### To do
Copy each of the items below word for word, without the pictures.

### Records shown
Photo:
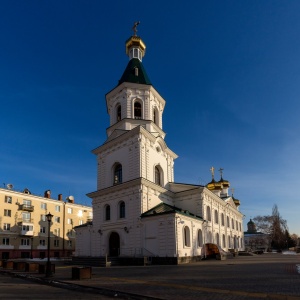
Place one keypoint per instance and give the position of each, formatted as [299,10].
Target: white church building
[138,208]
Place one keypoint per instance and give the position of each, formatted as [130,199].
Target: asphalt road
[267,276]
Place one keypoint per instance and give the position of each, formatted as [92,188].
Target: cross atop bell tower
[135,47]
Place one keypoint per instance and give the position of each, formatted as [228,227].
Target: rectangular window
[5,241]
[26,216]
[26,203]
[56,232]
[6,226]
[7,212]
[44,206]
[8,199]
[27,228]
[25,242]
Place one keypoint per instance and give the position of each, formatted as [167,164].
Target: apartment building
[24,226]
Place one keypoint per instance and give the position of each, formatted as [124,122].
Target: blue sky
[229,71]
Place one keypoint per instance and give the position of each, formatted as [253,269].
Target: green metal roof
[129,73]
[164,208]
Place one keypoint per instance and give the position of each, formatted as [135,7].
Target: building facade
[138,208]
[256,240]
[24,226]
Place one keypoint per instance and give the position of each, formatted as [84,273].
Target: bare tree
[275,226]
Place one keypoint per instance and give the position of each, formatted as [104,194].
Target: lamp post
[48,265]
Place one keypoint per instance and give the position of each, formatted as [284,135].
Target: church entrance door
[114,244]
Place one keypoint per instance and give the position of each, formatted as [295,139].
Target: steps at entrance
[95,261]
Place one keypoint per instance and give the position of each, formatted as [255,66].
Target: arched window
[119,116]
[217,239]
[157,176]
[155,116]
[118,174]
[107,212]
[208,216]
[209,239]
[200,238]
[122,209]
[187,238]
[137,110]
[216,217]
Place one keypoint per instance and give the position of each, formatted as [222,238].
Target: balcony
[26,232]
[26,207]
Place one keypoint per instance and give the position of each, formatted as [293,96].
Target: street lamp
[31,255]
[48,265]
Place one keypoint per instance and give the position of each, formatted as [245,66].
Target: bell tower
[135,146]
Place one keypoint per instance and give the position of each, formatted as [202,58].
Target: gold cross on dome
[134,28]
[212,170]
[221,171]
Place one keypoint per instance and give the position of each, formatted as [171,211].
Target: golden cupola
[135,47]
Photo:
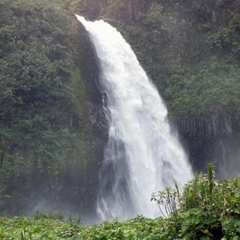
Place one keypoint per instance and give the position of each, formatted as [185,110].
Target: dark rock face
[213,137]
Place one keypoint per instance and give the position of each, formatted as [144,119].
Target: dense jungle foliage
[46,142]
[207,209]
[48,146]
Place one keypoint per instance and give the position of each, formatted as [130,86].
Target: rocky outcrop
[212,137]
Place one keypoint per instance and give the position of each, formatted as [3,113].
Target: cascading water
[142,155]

### Exercise result
Photo:
Place one keypoint per instance and give the position of each, formatted as [299,10].
Target: white church building
[138,208]
Place one keypoint per instance and give the position of each, formatted as [130,199].
Target: asphalt road
[267,276]
Place one keypoint per instance and give the position of each, formatted as [92,188].
Target: cross atop bell tower
[135,47]
Place one keypoint per instance and give the position of each, formatted as [228,227].
Target: rectangular window
[5,241]
[26,216]
[26,203]
[56,232]
[6,226]
[7,212]
[44,206]
[8,199]
[27,228]
[25,242]
Place one keypoint per instance and give the position of each, formatted as [167,164].
Target: apartment building
[24,226]
Place one keypoint per instance and give the position of each, formatted as [124,122].
Target: blue sky
[229,71]
Place one keypoint per instance and give the position of each, formatted as [253,269].
Target: green metal roof
[129,73]
[164,208]
Place one keypoint per instance and give the position of each, formatted as [135,7].
Target: building facade
[138,208]
[256,240]
[24,226]
Place one keypoint per instance and give the position of each, formatted as [84,273].
Target: bare tree
[275,226]
Place one keypoint per instance and give the position of each, formatted as [104,194].
Target: lamp post
[48,265]
Place one keypoint per instance and give the position of each, formatted as [284,135].
Target: church entrance door
[114,244]
Place one keypoint per instance and give the position of each, formatted as [295,139].
Target: steps at entrance
[95,261]
Place one keypoint per instance and give the position of each, formatted as [255,66].
Target: arched window
[119,116]
[217,239]
[157,176]
[155,116]
[118,174]
[107,212]
[208,216]
[209,239]
[200,238]
[122,209]
[187,238]
[137,110]
[216,217]
Place one keypoint per instance and give the position of each, formatted as [222,238].
Target: balcony
[26,232]
[26,207]
Place one keypoint per instance and give the position of each, formatted as [293,96].
Target: street lamp
[31,255]
[48,265]
Place one keypoint per instance and give the position of each, formatted as [245,66].
Target: bell tower
[135,146]
Place one keypoint per instance and give the position of each, formatted as [202,58].
Target: gold cross on dome
[134,28]
[212,170]
[221,171]
Place one keypoint per instance and give the position of each, formatted as [171,211].
Target: golden cupola
[135,47]
Photo:
Place one keypoint per instance and give the position of each, formatted as [185,110].
Target: dark rock face
[213,137]
Place one keypoint per instance and give the position of each, formatted as [144,119].
Target: dense jungle foliage
[46,142]
[207,209]
[48,146]
Place one keypoint per instance and give the position of each, formatted as [130,86].
Target: rocky outcrop
[212,137]
Place one keypoint per instance and give the position of each, formatted as [3,113].
Target: cascading water
[142,155]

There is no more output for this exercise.